**How to complete this task:** Can you resume the article about Apple's record quarterly revenue, picking up right after its last sentence?

**Passage for review:**
*** Block opens ***

Apple revenue surges 16% driven by "staggering" iPhone 17 demand amid memory chip scarcity

  • Marijan Hassan - Tech Journalist
  • 3 hours ago
  • 2 min read

Revenue hits $143.8 billion as iPhone sales soar 23%; memory chip shortages and AI server priorities squeeze global supply.


Editorial credit: Stockinq / Shutterstock
Editorial credit: Stockinq / Shutterstock

Apple kicked off 2026 with a blockbuster earnings report on January 29, posting its best quarterly iPhone sales growth in over four years. Revenue climbed 16% year-over-year to a record-breaking $143.8 billion, largely fueled by an "unprecedented" appetite for the iPhone 17 lineup. Despite the stellar numbers, CEO Tim Cook warned that a global scarcity of memory chips and 3nm processors is limiting the company’s ability to meet the "simply staggering" demand.


The results mark a dramatic turnaround for Apple, particularly in Greater China, where sales surged 38% to $25.5 billion, silencing critics who feared the tech giant was losing ground to local competitors.


iPhone 17: The "super-cycle" returns

The core of the record-breaking quarter was the iPhone, which alone generated $85.3 billion in revenue (up 23% from last year).


Consumers flocked toward the high-end iPhone 17 Pro and Pro Max models, which boosted average selling prices and expanded gross margins to a healthy 48.2%.


Cook noted a record wave of people switching over from Android during the holiday quarter, alongside a massive upgrade cycle from users who had skipped the previous two iPhone generations.


The Services segment, including iCloud, Apple Music, and the App Store, hit its own all-time record of $30 billion, providing a stable, high-margin anchor for the business.


Battling chip scarcity

The celebration was tempered by significant warnings about the supply chain. Apple is currently in "supply chase mode," where it cannot manufacture devices fast enough to match orders.

*** Block closes ***

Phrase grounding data

*** Block opens ***

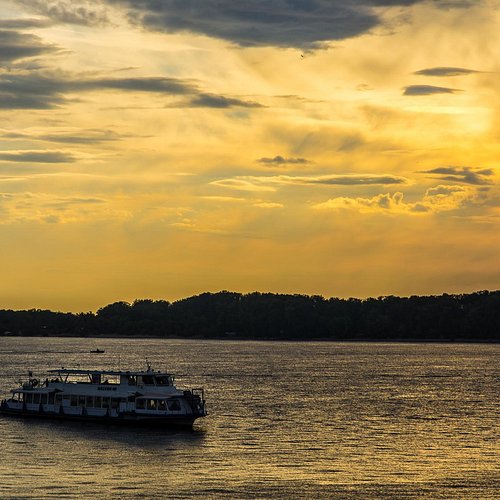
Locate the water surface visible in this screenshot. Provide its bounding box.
[0,338,500,499]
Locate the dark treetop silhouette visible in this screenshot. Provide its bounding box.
[0,291,500,342]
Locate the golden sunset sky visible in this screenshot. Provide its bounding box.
[0,0,500,311]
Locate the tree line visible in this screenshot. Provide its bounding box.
[0,291,500,342]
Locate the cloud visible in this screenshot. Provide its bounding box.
[184,94,264,109]
[0,192,108,224]
[0,17,52,30]
[403,85,462,95]
[0,30,57,65]
[419,167,495,185]
[257,155,311,165]
[313,185,478,215]
[210,175,407,191]
[0,129,120,144]
[17,0,109,26]
[413,66,480,76]
[0,72,260,109]
[96,0,476,50]
[0,151,75,163]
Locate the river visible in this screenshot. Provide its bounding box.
[0,337,500,499]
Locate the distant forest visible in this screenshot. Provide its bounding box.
[0,291,500,342]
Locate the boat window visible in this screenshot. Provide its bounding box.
[168,399,181,411]
[155,375,170,385]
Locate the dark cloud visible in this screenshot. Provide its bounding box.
[257,155,311,165]
[1,130,119,144]
[0,72,260,109]
[0,18,52,30]
[0,151,75,163]
[413,66,479,76]
[0,29,57,65]
[308,175,407,186]
[403,85,461,95]
[419,167,495,185]
[100,0,472,50]
[17,0,109,26]
[185,94,263,109]
[78,77,197,95]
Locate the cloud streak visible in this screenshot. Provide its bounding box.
[403,85,462,96]
[211,175,407,191]
[419,167,495,186]
[0,29,58,66]
[313,185,478,215]
[0,72,261,109]
[413,66,480,76]
[257,155,311,165]
[0,151,75,163]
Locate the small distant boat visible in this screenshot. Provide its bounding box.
[0,365,207,427]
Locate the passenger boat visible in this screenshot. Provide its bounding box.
[0,365,207,427]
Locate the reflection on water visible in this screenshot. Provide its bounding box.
[0,338,500,498]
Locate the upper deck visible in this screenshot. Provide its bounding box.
[48,368,174,388]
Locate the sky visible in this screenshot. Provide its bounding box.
[0,0,500,312]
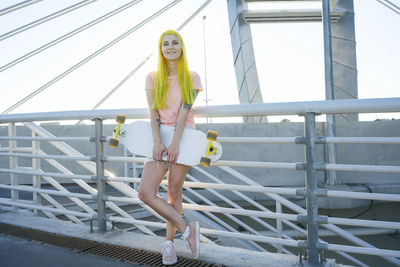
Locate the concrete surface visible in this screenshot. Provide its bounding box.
[0,234,143,267]
[0,212,343,267]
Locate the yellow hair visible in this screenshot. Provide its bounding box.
[151,30,195,109]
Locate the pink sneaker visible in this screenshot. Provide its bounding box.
[161,240,178,265]
[183,222,200,259]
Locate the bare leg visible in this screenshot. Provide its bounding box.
[139,161,187,233]
[166,164,190,242]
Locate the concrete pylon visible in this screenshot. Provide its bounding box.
[331,0,358,122]
[227,0,267,122]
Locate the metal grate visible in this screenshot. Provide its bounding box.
[0,223,224,267]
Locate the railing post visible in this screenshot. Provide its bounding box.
[93,118,107,232]
[304,111,319,266]
[32,132,42,215]
[322,0,339,185]
[8,122,19,210]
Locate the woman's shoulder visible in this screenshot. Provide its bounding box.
[146,71,157,79]
[190,71,200,78]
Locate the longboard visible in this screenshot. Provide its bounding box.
[110,115,222,167]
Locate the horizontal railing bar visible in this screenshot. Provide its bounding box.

*** Block closes ***

**Response box:**
The memory crunch

Global manufacturers like Samsung and SK Hynix are diverting production capacity toward high-bandwidth memory for AI data centers, causing a shortage of the DRAM and NAND chips used in smartphones.


Apple is also competing for limited capacity at TSMC for its advanced 3nm processors. Cook admitted that while the impact was minimal in the holiday quarter, memory prices are expected to "increase significantly" in the coming months, potentially squeezing hardware margins.


Strategic delays

To manage the scarcity, reports from Nikkei Asia suggest Apple is prioritizing its most expensive models, including its anticipated first foldable iPhone, while potentially delaying the standard iPhone 18 rollout into 2027.


R&D and the AI roadmap

While hardware remains the revenue king, Apple’s Research & Development (R&D) spending jumped to $10.9 billion this quarter. CFO Kevan Parekh confirmed that "AI is going to require incremental investment on top of our normal roadmap."


This spending is aimed at the company’s 2026 goal of turning Siri into a fully generative AI chatbot (code-named "Campos") to compete with Google and OpenAI.


Investors seem cautiously optimistic. Although the stock initially dipped due to supply concerns, it closed higher as analysts praised Apple's "execution over hype."